**SET EXERCISE**
Return every line of the material below that contains the word "target", matching case exactly.

* begin SOURCE MATERIAL *

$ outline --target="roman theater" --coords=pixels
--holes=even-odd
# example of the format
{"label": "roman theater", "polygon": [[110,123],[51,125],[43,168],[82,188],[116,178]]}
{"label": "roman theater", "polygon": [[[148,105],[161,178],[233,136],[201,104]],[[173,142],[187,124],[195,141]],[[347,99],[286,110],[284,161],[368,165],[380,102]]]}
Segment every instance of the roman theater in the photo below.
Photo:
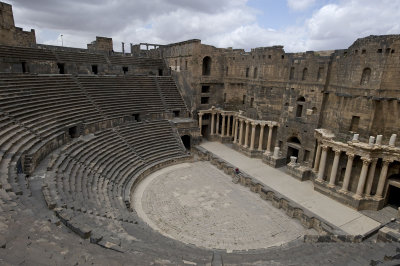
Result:
{"label": "roman theater", "polygon": [[400,35],[125,46],[0,2],[0,265],[400,264]]}

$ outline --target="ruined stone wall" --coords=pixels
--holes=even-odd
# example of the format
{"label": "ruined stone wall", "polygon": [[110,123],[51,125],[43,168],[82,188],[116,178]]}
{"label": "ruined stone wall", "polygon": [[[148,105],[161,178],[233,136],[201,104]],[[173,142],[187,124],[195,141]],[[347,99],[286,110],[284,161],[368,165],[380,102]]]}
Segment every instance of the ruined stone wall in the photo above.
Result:
{"label": "ruined stone wall", "polygon": [[399,40],[369,36],[333,54],[321,127],[343,140],[359,133],[362,140],[382,134],[385,141],[399,128]]}
{"label": "ruined stone wall", "polygon": [[12,7],[0,2],[0,45],[26,46],[36,45],[35,31],[23,31],[15,27]]}
{"label": "ruined stone wall", "polygon": [[113,51],[112,38],[96,36],[96,40],[87,45],[89,51]]}

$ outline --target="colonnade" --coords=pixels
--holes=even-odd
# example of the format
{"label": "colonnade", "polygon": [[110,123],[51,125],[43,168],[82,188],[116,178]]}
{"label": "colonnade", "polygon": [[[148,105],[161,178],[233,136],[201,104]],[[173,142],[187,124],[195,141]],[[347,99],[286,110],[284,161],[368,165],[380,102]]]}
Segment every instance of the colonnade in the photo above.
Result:
{"label": "colonnade", "polygon": [[[242,116],[239,112],[221,111],[218,109],[204,110],[199,112],[199,128],[201,130],[203,125],[203,115],[211,115],[211,130],[210,135],[220,135],[221,137],[232,137],[233,143],[238,144],[250,151],[263,151],[264,145],[264,131],[268,127],[268,138],[265,153],[271,154],[272,134],[273,128],[278,126],[277,122],[254,120]],[[219,133],[219,120],[222,117],[221,133]],[[231,126],[232,122],[232,126]],[[255,143],[256,128],[260,127],[258,144]],[[250,136],[250,143],[249,143]],[[257,147],[256,147],[257,145]]]}
{"label": "colonnade", "polygon": [[[338,147],[329,146],[329,144],[318,143],[315,164],[314,164],[314,172],[317,173],[316,181],[322,182],[326,169],[326,160],[328,151],[332,150],[335,153],[335,157],[332,162],[332,170],[329,176],[329,187],[335,187],[339,159],[340,155],[344,152],[347,156],[346,170],[344,173],[343,184],[340,189],[340,192],[347,193],[349,192],[349,184],[351,181],[351,172],[354,163],[354,157],[357,156],[354,152],[341,150]],[[354,194],[354,198],[361,199],[364,196],[371,196],[372,184],[374,181],[376,164],[379,158],[372,158],[370,156],[361,156],[362,160],[362,168],[360,172],[360,176],[358,179],[357,189]],[[387,179],[387,172],[389,169],[389,164],[393,162],[391,159],[383,158],[382,159],[382,168],[379,175],[378,186],[375,193],[375,198],[380,200],[383,198],[383,192],[385,188],[385,183]],[[327,180],[328,181],[328,180]]]}

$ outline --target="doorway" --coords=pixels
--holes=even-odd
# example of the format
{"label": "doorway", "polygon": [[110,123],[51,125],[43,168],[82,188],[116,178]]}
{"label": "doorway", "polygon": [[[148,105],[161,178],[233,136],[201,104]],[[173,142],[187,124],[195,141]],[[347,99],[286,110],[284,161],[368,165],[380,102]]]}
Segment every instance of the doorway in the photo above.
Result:
{"label": "doorway", "polygon": [[389,185],[387,205],[395,209],[400,207],[400,188]]}
{"label": "doorway", "polygon": [[181,140],[182,140],[183,145],[185,146],[186,150],[190,150],[190,136],[189,135],[183,135],[181,137]]}
{"label": "doorway", "polygon": [[293,147],[288,147],[288,152],[286,155],[286,163],[290,163],[291,156],[299,158],[299,150]]}

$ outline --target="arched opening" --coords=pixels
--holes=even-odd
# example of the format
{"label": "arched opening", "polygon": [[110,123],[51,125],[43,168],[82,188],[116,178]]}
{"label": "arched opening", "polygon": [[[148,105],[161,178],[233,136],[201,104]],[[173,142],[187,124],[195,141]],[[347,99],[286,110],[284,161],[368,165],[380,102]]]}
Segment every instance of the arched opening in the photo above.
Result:
{"label": "arched opening", "polygon": [[400,207],[400,174],[391,175],[388,180],[387,204],[397,209]]}
{"label": "arched opening", "polygon": [[211,58],[206,56],[203,58],[203,76],[209,76],[211,73]]}
{"label": "arched opening", "polygon": [[370,77],[371,77],[371,69],[369,67],[364,68],[363,74],[361,76],[360,85],[368,84]]}
{"label": "arched opening", "polygon": [[308,69],[305,67],[303,69],[303,76],[301,77],[301,80],[306,80],[307,79],[307,74],[308,74]]}
{"label": "arched opening", "polygon": [[181,137],[181,140],[182,140],[182,142],[183,142],[183,145],[185,146],[185,148],[187,149],[187,150],[190,150],[190,136],[189,135],[183,135],[182,137]]}
{"label": "arched opening", "polygon": [[317,113],[317,107],[313,107],[311,110],[313,110],[313,115]]}
{"label": "arched opening", "polygon": [[297,108],[296,108],[296,117],[301,117],[303,114],[303,105],[306,99],[303,96],[300,96],[297,99]]}
{"label": "arched opening", "polygon": [[293,79],[294,78],[294,67],[290,68],[290,73],[289,73],[289,79]]}
{"label": "arched opening", "polygon": [[299,158],[299,151],[301,149],[301,143],[297,137],[293,136],[287,140],[287,146],[288,146],[288,150],[286,153],[286,163],[289,163],[291,156],[297,157],[297,159]]}

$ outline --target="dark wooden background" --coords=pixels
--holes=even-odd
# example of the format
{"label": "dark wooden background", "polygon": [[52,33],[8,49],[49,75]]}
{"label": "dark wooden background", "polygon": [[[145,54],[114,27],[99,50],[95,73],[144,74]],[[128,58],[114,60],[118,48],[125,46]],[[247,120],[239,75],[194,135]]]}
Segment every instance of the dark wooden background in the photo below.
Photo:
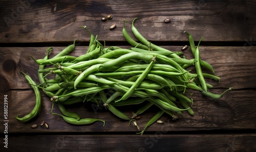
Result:
{"label": "dark wooden background", "polygon": [[[0,149],[16,151],[252,151],[256,149],[256,5],[254,1],[1,1],[0,2]],[[100,19],[112,15],[113,19]],[[183,31],[197,42],[204,37],[201,57],[212,65],[220,83],[208,80],[220,93],[214,100],[195,92],[191,96],[194,116],[172,120],[164,115],[163,124],[154,124],[142,136],[102,107],[90,102],[68,107],[83,117],[104,119],[105,125],[75,126],[50,114],[51,103],[41,92],[38,116],[28,123],[15,116],[33,108],[35,96],[23,71],[37,79],[38,65],[29,57],[42,58],[53,46],[53,56],[77,39],[72,55],[84,54],[89,30],[108,46],[130,45],[122,34],[123,21],[132,21],[148,40],[172,50],[189,45]],[[166,23],[165,19],[172,21]],[[117,28],[110,30],[113,24]],[[134,37],[133,37],[134,38]],[[189,48],[184,51],[192,58]],[[8,98],[8,148],[4,147],[4,95]],[[56,105],[55,105],[56,106]],[[137,107],[122,108],[131,116]],[[57,108],[54,110],[57,112]],[[143,128],[156,113],[152,108],[138,122]],[[30,125],[46,120],[49,129]],[[1,150],[2,151],[2,150]]]}

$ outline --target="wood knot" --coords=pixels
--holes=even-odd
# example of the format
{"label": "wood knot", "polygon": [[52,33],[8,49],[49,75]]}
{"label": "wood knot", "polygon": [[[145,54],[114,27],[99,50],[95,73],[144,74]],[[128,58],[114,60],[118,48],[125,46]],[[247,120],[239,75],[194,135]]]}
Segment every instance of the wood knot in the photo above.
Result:
{"label": "wood knot", "polygon": [[8,59],[6,60],[3,63],[3,68],[6,72],[10,72],[11,71],[14,71],[17,67],[17,64],[14,61]]}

* end SOURCE MATERIAL *

**SOLUTION FOR THIS TASK**
$ outline --target="roman theater" --coords=pixels
$ outline --target="ruined stone wall" --coords=pixels
$ outline --target="colonnade" --coords=pixels
$ outline --target="doorway" --coords=pixels
$ outline --target="arched opening" --coords=pixels
$ outline --target="dark wooden background" --coords=pixels
$ outline --target="wood knot" --coords=pixels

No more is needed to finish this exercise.